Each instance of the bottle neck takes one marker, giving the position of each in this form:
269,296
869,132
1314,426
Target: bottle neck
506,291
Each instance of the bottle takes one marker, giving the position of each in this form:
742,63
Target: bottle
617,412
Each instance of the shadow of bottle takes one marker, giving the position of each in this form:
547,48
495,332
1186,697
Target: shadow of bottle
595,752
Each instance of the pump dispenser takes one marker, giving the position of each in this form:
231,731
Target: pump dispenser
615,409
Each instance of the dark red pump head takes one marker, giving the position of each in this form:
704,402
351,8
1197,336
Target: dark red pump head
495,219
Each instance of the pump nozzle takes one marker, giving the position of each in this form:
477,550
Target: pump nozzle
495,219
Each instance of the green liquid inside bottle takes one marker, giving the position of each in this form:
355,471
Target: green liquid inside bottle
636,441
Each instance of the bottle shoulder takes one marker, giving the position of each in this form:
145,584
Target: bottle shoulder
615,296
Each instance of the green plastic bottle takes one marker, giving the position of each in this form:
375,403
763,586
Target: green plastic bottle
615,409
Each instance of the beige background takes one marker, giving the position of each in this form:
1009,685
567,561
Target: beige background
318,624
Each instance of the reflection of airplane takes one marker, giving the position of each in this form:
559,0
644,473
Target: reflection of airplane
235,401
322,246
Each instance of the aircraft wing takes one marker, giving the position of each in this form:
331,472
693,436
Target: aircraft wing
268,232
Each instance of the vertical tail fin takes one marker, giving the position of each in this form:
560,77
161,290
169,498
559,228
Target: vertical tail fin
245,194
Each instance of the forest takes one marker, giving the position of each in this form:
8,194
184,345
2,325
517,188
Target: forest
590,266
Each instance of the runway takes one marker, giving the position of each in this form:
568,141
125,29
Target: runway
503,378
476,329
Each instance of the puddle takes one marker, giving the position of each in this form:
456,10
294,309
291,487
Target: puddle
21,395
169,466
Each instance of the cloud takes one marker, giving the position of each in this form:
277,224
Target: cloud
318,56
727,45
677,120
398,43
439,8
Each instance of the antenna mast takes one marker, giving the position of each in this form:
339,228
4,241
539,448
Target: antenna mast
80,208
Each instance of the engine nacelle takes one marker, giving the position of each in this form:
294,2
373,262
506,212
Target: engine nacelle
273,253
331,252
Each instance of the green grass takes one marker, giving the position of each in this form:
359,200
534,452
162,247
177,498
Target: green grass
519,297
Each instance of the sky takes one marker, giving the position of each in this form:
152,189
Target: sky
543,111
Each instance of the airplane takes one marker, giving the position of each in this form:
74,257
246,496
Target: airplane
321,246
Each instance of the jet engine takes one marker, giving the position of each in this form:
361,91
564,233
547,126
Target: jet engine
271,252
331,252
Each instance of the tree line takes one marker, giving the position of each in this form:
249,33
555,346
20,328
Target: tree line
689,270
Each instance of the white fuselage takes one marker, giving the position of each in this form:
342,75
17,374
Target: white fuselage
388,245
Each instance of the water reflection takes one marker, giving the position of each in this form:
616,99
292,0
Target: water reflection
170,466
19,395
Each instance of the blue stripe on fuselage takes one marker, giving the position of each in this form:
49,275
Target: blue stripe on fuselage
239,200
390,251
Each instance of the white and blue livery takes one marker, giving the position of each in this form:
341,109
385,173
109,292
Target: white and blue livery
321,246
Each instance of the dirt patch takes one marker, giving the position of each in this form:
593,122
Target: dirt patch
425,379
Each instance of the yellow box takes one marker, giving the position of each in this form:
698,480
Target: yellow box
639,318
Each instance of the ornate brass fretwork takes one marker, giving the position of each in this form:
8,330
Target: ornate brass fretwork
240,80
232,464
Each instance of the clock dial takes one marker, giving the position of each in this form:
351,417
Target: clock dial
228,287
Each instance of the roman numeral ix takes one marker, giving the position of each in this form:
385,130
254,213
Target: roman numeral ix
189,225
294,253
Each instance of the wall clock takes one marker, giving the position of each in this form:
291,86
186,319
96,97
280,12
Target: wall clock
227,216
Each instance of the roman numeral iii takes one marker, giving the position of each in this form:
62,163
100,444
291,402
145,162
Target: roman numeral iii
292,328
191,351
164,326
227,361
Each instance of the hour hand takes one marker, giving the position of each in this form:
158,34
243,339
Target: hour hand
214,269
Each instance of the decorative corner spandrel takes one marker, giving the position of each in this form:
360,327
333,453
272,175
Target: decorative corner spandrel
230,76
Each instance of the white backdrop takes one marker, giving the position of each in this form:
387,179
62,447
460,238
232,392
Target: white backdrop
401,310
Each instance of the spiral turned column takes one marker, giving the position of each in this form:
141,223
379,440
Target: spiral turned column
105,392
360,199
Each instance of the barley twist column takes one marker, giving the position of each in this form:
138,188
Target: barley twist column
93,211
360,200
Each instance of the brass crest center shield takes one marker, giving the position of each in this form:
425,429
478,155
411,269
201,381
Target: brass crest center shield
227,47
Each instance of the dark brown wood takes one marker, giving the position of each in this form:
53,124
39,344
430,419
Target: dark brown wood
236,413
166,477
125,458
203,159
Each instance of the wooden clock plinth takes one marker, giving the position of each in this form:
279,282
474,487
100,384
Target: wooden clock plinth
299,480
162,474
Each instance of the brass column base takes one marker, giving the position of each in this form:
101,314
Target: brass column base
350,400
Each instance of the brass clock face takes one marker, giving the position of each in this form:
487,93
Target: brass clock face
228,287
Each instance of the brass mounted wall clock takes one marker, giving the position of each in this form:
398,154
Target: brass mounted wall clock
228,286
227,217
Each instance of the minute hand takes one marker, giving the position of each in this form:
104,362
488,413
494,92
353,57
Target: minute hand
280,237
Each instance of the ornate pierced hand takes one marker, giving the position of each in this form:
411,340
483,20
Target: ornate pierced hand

◇ ◇ ◇

- What you are asked to do: Quote exactly what appears from the line containing "Each instance of the decorative" through the final line of the listing above, including both of those lines.

- Task answer:
Each instance of the decorative corner spandrel takes one marker, giving the position of each in this form:
360,327
333,453
272,175
Target: decorative corner spandrel
230,76
Each instance of the white backdrop takes one marker, giving the position of each in this form:
387,179
62,447
460,238
232,392
Target: white backdrop
401,310
Each instance of the spiral turned column takes one marker, giving the position of each in this form:
141,223
379,440
Target: spiral turned column
105,392
360,199
Each instance of the barley twist column takes one marker, giving the position of each in this form:
138,188
Target: barley twist column
93,211
360,200
Each instance of the brass crest center shield takes one marker, giving the position of each in this form:
425,429
478,155
411,269
201,381
Target: brass crest center shield
227,47
Each instance of the dark brown wood takes one marker, giving the position of each in this form:
53,124
39,344
430,419
Target: dark brown wood
236,413
166,477
125,458
203,159
Each instance of the wooden clock plinth takes one marker, giving the position of each in this form:
279,282
474,487
100,384
Target: wooden clock plinth
299,480
162,474
Each instance of the brass column base takes one marker, giving the position of each in this form:
101,314
Target: brass column base
350,400
Each instance of the brass clock face takes one marker, giving the position of each in this form:
487,93
Target: brass clock face
228,287
Each instance of the brass mounted wall clock takes one marker, giving the position of each in this form:
398,154
Target: brass mounted wall clock
228,286
227,217
Each instance of the minute hand takes one marker, giving the position of each in this form:
104,362
488,413
494,92
353,57
Target: minute hand
280,237
Each instance of the ornate pierced hand takes one marker, giving the position of each in this form:
411,340
483,20
Target: ornate pierced hand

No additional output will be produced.